**What to do**
Put the material below, from its start through the line containing "pixel 91 458", into a Markdown table with the columns Row and Text, giving each line a row number and leaving out blank lines. Leave the pictures out of the table.

**Given records**
********************
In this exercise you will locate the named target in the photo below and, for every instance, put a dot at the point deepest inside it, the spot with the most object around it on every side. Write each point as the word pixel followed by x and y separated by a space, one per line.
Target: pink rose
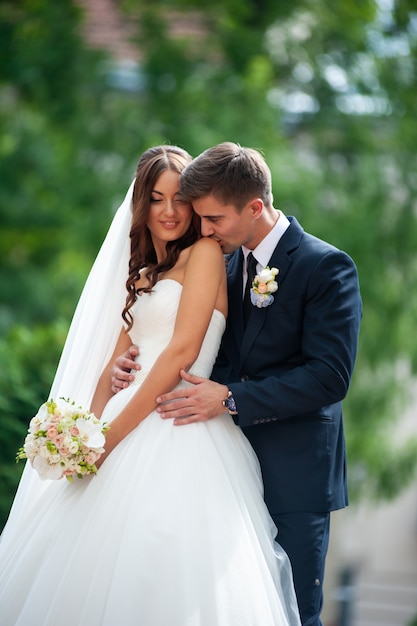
pixel 52 432
pixel 91 458
pixel 59 440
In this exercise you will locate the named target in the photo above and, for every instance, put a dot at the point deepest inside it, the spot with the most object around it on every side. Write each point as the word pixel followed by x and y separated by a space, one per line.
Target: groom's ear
pixel 256 207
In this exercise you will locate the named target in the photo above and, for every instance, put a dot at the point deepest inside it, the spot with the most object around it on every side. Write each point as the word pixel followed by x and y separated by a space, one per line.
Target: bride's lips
pixel 169 225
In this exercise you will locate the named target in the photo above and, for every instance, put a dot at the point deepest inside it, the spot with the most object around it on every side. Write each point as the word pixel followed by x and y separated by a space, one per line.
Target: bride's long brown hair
pixel 151 165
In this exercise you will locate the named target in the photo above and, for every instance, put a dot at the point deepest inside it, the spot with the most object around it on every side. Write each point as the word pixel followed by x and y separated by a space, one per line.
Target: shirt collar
pixel 265 249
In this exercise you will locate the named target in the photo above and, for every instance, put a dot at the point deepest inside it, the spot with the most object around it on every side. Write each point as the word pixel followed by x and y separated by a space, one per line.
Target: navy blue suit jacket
pixel 291 367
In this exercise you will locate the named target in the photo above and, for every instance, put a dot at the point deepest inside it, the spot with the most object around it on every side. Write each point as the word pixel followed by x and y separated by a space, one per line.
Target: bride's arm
pixel 204 275
pixel 103 391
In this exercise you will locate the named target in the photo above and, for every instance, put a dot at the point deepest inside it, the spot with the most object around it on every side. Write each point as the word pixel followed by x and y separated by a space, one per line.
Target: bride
pixel 173 529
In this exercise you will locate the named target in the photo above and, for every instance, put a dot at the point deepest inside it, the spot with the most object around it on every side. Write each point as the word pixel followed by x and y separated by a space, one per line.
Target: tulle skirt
pixel 173 531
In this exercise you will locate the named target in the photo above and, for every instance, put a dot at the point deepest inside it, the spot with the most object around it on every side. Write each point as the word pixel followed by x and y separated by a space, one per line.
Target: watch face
pixel 230 404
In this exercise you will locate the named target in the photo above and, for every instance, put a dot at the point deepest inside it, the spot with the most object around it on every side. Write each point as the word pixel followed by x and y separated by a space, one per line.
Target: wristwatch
pixel 230 404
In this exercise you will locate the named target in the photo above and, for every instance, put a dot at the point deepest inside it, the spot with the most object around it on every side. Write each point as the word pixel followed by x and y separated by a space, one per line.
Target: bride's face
********************
**Exercise response**
| Row | Text |
|---|---|
| 1 | In this exercise you will locate the named target in the photo below and, for every instance, put a dot at the point deepest inside it, the spot with the most object around it on every side. Write each point as the word pixel followed by x and y separated by a space, one per line. |
| 2 | Target: pink rose |
| 3 | pixel 52 432 |
| 4 | pixel 91 458 |